(Input for this task begins)
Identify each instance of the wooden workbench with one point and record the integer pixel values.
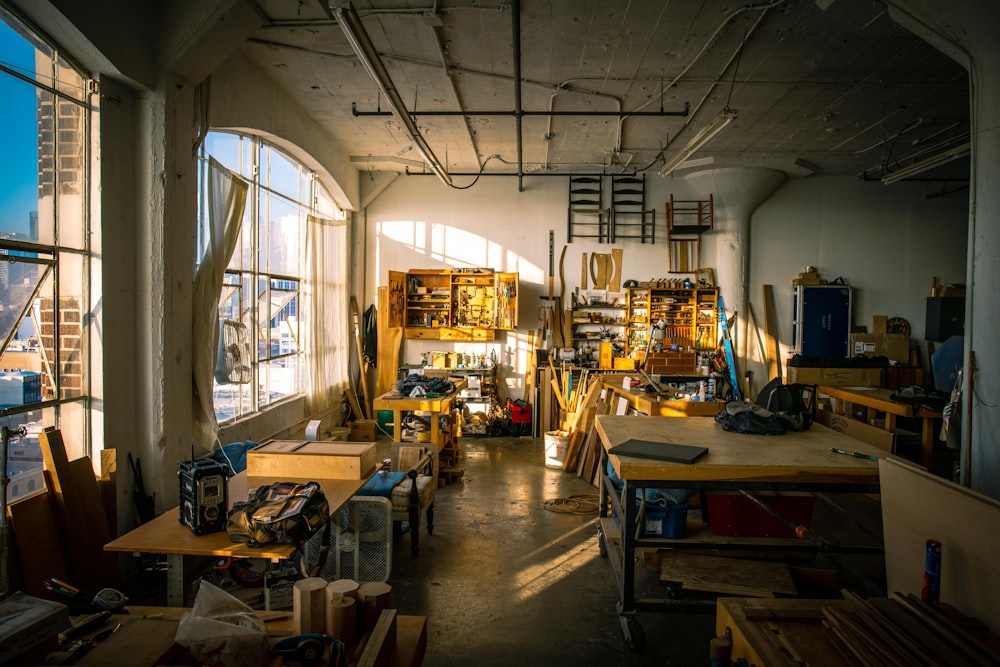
(877, 399)
(167, 535)
(795, 461)
(145, 637)
(653, 406)
(434, 408)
(Input for this task ends)
Directions:
In your copy, include every record word for word but no pictures.

Your response:
Identify each instance of the wooden workbench with one point and record the integer pixel values.
(877, 399)
(167, 535)
(795, 461)
(145, 637)
(653, 406)
(434, 408)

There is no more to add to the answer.